**TRY IT**
The lines to copy are those holding the string "distant" in the entries below.

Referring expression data
▶
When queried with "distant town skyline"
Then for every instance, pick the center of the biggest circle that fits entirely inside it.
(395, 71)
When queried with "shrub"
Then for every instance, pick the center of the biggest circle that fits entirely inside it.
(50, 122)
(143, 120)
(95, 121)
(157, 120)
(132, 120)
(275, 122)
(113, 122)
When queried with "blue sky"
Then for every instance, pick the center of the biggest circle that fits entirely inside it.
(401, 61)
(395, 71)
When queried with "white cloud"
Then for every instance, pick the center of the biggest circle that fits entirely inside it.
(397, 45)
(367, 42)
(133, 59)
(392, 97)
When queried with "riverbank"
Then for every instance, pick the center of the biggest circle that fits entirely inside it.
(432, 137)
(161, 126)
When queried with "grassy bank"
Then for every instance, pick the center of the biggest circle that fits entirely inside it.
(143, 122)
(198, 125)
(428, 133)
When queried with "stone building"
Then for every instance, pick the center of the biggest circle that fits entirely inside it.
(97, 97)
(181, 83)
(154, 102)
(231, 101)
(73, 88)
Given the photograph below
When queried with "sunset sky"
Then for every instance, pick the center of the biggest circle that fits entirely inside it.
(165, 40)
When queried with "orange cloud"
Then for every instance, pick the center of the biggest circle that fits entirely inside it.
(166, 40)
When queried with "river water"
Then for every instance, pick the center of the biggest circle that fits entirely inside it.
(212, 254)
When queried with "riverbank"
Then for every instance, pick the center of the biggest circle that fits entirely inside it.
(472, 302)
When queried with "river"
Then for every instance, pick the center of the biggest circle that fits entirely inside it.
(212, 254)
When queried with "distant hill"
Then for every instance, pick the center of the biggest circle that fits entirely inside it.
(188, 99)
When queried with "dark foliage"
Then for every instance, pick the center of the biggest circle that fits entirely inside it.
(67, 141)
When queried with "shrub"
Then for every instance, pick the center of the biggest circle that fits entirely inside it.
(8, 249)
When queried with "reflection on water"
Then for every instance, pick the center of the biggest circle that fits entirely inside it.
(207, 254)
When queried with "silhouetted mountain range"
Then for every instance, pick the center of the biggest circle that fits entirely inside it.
◀
**RESPONSE TO THIS EXERCISE**
When queried with "distant town skyline"
When queried with "distant hill"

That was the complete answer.